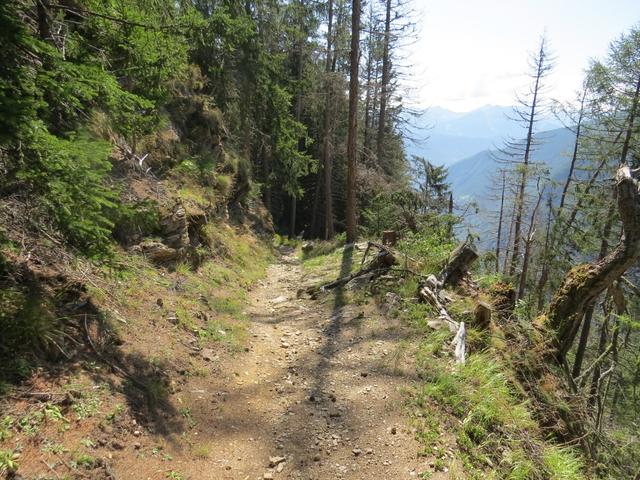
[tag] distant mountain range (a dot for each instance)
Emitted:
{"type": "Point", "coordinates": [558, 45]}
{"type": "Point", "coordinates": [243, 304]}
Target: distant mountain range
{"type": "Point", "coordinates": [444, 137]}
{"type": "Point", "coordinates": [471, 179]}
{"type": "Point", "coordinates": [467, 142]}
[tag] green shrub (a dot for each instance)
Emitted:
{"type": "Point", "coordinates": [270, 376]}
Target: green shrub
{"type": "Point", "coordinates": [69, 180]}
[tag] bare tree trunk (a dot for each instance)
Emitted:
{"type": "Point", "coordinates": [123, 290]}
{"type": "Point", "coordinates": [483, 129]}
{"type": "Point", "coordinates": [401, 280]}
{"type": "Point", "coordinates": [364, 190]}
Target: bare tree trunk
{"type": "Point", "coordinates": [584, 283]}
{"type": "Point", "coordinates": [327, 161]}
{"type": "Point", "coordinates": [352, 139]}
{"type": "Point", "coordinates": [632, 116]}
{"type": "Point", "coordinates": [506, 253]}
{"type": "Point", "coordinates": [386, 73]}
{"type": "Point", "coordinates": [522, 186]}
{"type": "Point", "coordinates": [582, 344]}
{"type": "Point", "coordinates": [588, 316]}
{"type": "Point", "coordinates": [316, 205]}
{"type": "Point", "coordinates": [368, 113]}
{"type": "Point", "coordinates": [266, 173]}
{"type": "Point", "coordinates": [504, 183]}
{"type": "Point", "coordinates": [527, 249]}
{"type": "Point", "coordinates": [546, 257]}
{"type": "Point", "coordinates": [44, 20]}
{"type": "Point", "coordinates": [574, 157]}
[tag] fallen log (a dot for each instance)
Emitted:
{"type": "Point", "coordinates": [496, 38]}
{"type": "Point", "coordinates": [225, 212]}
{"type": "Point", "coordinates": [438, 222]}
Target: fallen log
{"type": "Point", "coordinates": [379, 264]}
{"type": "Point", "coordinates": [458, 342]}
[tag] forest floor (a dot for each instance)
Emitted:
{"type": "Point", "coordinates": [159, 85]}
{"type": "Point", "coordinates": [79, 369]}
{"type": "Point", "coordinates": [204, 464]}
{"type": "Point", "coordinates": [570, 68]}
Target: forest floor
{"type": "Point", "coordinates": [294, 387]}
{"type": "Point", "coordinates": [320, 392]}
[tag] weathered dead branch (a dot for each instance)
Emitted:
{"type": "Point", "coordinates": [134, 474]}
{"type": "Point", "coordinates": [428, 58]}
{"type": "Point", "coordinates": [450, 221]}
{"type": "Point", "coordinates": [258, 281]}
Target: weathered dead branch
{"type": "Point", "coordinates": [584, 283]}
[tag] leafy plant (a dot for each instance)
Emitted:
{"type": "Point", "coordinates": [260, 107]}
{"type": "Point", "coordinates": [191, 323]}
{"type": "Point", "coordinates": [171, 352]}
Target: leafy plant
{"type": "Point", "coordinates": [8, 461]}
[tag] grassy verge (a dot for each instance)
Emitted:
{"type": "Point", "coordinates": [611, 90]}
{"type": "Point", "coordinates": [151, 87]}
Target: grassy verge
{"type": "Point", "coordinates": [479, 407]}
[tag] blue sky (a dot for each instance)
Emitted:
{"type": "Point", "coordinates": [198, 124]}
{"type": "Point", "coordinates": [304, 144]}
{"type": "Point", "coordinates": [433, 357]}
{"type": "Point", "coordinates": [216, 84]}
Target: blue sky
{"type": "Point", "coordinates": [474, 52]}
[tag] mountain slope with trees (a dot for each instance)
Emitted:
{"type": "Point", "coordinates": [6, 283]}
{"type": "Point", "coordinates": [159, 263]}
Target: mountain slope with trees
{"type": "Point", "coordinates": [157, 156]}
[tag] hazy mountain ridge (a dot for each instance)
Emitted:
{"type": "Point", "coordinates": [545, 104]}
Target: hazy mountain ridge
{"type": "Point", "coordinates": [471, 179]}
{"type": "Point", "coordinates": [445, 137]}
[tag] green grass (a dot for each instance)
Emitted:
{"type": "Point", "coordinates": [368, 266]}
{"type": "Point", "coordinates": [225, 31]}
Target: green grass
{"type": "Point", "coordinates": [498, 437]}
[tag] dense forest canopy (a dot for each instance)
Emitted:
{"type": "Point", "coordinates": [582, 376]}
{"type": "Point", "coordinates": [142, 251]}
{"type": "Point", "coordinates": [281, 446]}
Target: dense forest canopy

::::

> _WORK TO BE COMPLETED_:
Rewrite the lines from the one containing "[tag] hazy mountain" through the end of the lines, changing every "Emitted" to "Predicted" and leaving everything else as it is.

> _THE OUTPUT_:
[tag] hazy mountain ridge (a dot for each instance)
Predicted:
{"type": "Point", "coordinates": [545, 104]}
Target: hazy mountain ridge
{"type": "Point", "coordinates": [471, 179]}
{"type": "Point", "coordinates": [445, 137]}
[tag] green grass (a dot for each instance)
Predicted:
{"type": "Point", "coordinates": [368, 266]}
{"type": "Point", "coordinates": [225, 31]}
Target: green grass
{"type": "Point", "coordinates": [498, 437]}
[tag] dense forest canopy (a dot for each instance)
Predicted:
{"type": "Point", "coordinates": [582, 376]}
{"type": "Point", "coordinates": [142, 251]}
{"type": "Point", "coordinates": [281, 446]}
Target: dense forest canopy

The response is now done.